**What you should do**
Which of the lines below contain the string "ball"? Pull each one out of the data.

::::::

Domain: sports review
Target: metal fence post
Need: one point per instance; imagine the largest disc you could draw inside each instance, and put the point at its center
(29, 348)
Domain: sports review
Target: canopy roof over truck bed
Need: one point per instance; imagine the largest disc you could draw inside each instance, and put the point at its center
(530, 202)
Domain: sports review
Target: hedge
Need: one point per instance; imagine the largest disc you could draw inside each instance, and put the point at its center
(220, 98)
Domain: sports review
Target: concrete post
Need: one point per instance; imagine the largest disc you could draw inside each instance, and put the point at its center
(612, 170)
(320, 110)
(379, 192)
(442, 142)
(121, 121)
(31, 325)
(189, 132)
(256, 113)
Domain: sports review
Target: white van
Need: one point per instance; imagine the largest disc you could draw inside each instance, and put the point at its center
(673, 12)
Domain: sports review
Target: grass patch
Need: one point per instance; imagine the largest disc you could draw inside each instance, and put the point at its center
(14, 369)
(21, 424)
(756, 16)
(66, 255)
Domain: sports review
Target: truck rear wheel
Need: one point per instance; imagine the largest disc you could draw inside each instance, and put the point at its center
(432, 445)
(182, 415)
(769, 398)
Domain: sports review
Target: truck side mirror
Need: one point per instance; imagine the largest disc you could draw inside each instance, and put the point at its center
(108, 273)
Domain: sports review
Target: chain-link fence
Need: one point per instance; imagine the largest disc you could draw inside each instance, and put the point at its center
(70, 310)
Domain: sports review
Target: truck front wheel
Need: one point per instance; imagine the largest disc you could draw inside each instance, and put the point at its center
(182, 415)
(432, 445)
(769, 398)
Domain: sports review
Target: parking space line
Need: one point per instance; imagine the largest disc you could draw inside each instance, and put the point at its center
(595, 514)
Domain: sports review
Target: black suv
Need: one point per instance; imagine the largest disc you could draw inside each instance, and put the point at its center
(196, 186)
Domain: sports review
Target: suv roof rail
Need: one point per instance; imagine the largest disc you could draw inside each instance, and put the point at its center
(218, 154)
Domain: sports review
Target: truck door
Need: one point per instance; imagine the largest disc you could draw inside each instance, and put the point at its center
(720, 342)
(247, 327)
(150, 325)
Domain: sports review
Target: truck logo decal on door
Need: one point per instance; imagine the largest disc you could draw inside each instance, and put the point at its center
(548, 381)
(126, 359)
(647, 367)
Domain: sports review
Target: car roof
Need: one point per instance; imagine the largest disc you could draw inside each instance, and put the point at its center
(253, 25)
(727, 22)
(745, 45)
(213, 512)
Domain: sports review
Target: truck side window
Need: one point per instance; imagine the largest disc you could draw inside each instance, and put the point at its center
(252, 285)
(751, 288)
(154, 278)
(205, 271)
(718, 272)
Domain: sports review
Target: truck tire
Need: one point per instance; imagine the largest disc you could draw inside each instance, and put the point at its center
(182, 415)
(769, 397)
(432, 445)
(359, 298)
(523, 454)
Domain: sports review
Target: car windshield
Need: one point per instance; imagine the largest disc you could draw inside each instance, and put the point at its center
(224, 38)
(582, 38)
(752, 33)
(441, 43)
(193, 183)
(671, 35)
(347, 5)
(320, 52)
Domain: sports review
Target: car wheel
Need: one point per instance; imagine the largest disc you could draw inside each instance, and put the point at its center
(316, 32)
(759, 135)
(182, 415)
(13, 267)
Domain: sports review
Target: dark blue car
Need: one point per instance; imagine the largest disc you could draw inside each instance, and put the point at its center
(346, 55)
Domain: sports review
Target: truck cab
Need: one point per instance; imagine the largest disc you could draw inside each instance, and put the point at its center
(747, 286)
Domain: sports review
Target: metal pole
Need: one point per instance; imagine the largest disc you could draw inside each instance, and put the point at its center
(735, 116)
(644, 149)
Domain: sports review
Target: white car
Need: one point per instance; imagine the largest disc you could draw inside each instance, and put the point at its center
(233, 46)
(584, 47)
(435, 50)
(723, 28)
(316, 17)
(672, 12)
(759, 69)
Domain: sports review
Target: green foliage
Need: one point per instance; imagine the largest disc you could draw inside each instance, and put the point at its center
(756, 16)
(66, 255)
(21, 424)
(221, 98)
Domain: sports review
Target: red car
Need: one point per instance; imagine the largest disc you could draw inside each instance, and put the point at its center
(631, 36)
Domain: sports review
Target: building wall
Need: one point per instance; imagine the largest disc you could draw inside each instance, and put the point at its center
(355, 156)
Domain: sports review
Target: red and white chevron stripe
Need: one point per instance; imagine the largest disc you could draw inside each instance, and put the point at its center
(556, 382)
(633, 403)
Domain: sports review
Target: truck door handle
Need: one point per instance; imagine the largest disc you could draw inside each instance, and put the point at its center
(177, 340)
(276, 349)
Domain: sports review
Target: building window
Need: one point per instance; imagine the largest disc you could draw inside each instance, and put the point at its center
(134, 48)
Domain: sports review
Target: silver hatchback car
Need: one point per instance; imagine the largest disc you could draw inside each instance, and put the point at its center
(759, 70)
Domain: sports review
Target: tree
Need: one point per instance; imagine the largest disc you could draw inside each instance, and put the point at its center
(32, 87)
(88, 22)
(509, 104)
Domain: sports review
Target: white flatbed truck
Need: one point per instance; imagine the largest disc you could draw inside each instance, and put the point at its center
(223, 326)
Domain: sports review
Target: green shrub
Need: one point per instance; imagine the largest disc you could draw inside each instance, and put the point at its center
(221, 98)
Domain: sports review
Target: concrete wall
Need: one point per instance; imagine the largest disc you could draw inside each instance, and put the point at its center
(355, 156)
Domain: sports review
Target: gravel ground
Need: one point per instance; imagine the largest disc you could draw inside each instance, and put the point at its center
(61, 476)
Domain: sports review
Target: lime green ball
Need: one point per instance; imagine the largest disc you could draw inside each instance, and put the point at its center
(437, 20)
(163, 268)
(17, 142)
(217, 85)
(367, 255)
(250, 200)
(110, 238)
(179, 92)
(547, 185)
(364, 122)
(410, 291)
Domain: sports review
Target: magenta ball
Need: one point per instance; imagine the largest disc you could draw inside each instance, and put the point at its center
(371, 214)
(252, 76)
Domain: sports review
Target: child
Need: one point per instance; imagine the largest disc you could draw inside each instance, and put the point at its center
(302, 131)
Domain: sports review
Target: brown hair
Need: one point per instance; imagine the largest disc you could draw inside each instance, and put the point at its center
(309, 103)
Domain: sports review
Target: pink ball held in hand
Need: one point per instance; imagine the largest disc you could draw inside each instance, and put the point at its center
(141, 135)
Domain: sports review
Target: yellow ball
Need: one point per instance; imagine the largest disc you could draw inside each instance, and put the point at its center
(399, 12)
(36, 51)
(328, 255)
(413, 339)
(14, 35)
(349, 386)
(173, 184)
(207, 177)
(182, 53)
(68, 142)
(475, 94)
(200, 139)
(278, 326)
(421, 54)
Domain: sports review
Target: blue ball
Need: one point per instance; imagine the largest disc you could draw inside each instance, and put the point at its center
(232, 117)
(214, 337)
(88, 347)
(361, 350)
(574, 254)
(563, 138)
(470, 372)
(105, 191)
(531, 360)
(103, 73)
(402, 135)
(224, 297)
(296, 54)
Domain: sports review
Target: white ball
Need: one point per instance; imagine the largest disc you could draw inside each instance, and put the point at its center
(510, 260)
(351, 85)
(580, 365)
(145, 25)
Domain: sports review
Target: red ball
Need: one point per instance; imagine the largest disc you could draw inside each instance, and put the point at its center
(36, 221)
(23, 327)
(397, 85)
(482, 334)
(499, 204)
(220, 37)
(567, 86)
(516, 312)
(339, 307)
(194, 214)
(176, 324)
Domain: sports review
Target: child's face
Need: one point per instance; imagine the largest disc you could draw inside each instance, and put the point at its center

::::::

**Task response**
Target: lime green ball
Target: magenta ball
Target: pink ball held in hand
Target: yellow ball
Target: blue ball
Target: white ball
Target: red ball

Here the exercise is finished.